**Brief**
Here are some entries. Repeat all of them exactly.

**Entries provided**
────────────────

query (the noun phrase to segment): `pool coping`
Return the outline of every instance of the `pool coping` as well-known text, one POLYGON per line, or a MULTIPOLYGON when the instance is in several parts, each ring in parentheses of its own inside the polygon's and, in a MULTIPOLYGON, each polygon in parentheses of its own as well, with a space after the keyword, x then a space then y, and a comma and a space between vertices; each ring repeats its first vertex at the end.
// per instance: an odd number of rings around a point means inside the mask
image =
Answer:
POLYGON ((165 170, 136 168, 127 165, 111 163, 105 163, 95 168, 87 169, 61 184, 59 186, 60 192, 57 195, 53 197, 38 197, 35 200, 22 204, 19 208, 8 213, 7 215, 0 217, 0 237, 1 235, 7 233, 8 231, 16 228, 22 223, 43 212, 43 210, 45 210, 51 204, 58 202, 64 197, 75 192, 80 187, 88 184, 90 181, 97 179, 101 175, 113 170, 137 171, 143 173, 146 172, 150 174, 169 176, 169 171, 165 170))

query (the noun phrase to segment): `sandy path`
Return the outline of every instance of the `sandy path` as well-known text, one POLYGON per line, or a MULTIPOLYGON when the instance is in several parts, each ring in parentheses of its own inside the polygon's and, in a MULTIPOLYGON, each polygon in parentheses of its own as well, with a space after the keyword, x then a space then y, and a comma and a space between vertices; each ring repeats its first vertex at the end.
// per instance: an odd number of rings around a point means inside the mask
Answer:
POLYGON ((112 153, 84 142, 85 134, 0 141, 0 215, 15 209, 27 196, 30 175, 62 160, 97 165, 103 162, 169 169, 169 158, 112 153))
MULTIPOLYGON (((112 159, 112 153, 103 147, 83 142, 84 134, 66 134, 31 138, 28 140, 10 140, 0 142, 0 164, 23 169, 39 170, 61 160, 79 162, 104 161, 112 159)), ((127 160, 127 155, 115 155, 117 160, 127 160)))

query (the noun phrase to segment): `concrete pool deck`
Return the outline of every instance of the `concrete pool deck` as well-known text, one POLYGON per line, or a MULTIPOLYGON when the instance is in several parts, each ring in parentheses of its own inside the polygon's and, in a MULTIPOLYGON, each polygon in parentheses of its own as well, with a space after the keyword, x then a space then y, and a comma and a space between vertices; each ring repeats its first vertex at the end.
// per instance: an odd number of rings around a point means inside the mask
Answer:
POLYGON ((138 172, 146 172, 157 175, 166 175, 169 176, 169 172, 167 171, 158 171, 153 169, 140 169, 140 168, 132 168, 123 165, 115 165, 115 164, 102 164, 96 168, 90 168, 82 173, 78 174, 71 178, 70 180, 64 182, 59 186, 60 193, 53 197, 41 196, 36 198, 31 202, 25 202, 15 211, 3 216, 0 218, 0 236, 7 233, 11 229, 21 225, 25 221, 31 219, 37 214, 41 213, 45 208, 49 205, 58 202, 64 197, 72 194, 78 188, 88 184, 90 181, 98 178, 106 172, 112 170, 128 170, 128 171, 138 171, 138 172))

────────────────

**Result of this exercise**
query (the noun phrase to segment): `pool coping`
Return the outline of every instance of the `pool coping` as well-known text, one POLYGON per line, or a MULTIPOLYGON when the instance is in several parts, each ring in parentheses of its own inside the polygon's and, in a MULTIPOLYGON, each polygon in parentheses of its own as well, with a space after the keyword, x then a space then y, and a comma and a space between vertices; each ring repeats its first vertex at the end.
// per instance: an odd number of rings around a point means inside the mask
image =
Answer:
POLYGON ((165 170, 136 168, 127 165, 111 163, 105 163, 95 168, 87 169, 61 184, 59 186, 60 192, 57 195, 53 197, 38 197, 35 200, 22 204, 19 208, 8 213, 7 215, 0 217, 0 237, 1 235, 7 233, 8 231, 16 228, 22 223, 43 212, 43 210, 45 210, 51 204, 58 202, 64 197, 75 192, 80 187, 88 184, 90 181, 97 179, 101 175, 113 170, 137 171, 143 173, 146 172, 150 174, 169 176, 169 171, 165 170))

query (the noun phrase to segment): `sandy path`
Return the outline of every instance of the `sandy path` as well-known text, one POLYGON per line, or a MULTIPOLYGON when the instance is in several parts, each ring in parentheses of its own inside the polygon's and, in a MULTIPOLYGON, each polygon in parentheses of its own as well, with a space after the keyword, x then a space then y, and a comma and a space between vertices; each ring repeats its first vertex at the end.
// per instance: an odd number of rings around a point means inside the mask
Answer:
POLYGON ((112 153, 84 142, 85 134, 0 141, 0 215, 15 209, 27 196, 30 175, 62 160, 97 165, 103 162, 169 169, 169 158, 112 153))
MULTIPOLYGON (((112 159, 112 153, 103 147, 83 142, 84 134, 66 134, 31 138, 28 140, 10 140, 0 142, 0 164, 23 169, 39 170, 61 160, 79 162, 104 161, 112 159)), ((127 160, 127 155, 115 155, 117 160, 127 160)))

query (the noun phrase to segment): `concrete pool deck`
Return the outline of every instance of the `concrete pool deck` as well-known text, one POLYGON per line, or a MULTIPOLYGON when the instance is in several parts, each ring in parentheses of its own inside the polygon's and, in a MULTIPOLYGON, each polygon in parentheses of its own as well, with a space after the keyword, x then a space then y, and a comma and a space between vertices; each ring repeats its first vertex at the end.
// per instance: an odd number of rings around a point means inside the mask
Answer:
POLYGON ((138 172, 146 172, 157 175, 166 175, 169 176, 169 172, 167 171, 158 171, 153 169, 140 169, 140 168, 132 168, 123 165, 115 165, 115 164, 102 164, 96 168, 90 168, 82 173, 78 174, 71 178, 70 180, 64 182, 59 186, 60 193, 53 197, 41 196, 36 198, 31 202, 25 202, 15 211, 3 216, 0 218, 0 236, 7 233, 11 229, 21 225, 25 221, 31 219, 37 214, 41 213, 45 208, 49 205, 58 202, 64 197, 72 194, 78 188, 88 184, 90 181, 98 178, 106 172, 112 170, 128 170, 128 171, 138 171, 138 172))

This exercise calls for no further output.